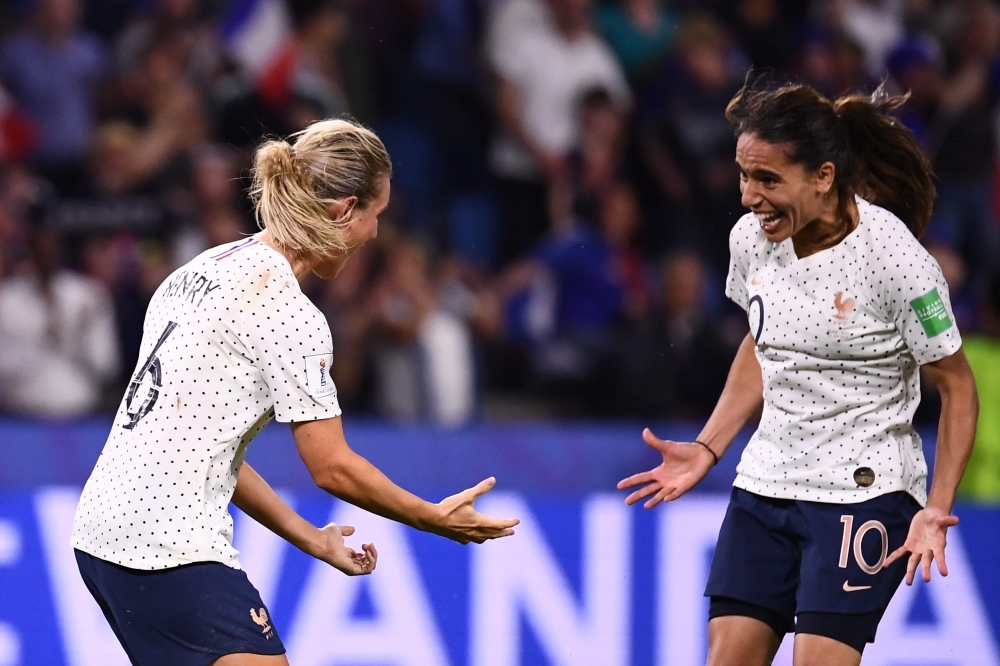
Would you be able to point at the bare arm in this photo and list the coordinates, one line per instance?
(956, 433)
(685, 464)
(343, 473)
(254, 497)
(956, 428)
(742, 396)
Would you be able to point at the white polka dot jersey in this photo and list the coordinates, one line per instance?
(840, 336)
(229, 342)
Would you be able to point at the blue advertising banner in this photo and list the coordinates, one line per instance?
(586, 580)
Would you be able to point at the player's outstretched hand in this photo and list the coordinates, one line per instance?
(925, 543)
(338, 554)
(459, 520)
(683, 466)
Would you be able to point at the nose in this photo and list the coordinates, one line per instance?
(750, 195)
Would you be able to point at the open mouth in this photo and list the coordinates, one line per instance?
(769, 222)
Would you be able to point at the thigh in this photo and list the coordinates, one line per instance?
(188, 615)
(813, 650)
(757, 558)
(735, 639)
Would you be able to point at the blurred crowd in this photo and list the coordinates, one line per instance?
(556, 242)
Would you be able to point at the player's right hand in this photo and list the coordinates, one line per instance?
(459, 520)
(339, 555)
(683, 466)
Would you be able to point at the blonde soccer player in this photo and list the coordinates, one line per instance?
(229, 343)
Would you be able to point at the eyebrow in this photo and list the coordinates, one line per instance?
(759, 172)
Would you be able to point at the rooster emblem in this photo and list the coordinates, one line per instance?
(262, 620)
(844, 307)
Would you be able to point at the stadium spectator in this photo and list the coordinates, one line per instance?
(568, 301)
(57, 337)
(877, 25)
(190, 24)
(543, 70)
(52, 70)
(423, 359)
(961, 140)
(766, 33)
(687, 145)
(639, 32)
(674, 361)
(598, 161)
(981, 482)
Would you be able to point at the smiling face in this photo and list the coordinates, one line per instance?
(785, 196)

- - -

**WHAT IS EXPECTED:**
Output only the lines running from the line with "Would you be able to point at the blonde" through the final line of the data, inclusive.

**TASK RESULT:**
Would you be able to point at the blonde soccer player in this photo and list the coordinates, one line per instance?
(229, 343)
Would you be able to point at the eyebrow in this photo and list the coordinates, one line per instance?
(759, 172)
Would you be able to point at the rooster emblem in this photo and list the coordinates, one line per instance?
(262, 620)
(844, 307)
Would you be able to point at the stadium spectator in this photo and list the coordinates, one line per instance?
(568, 301)
(57, 337)
(877, 25)
(190, 24)
(543, 70)
(52, 70)
(423, 359)
(961, 140)
(766, 33)
(687, 145)
(639, 32)
(674, 361)
(598, 161)
(981, 482)
Would you be able to point at the smiling face in this photo and list the coordinates, one line per instance?
(785, 196)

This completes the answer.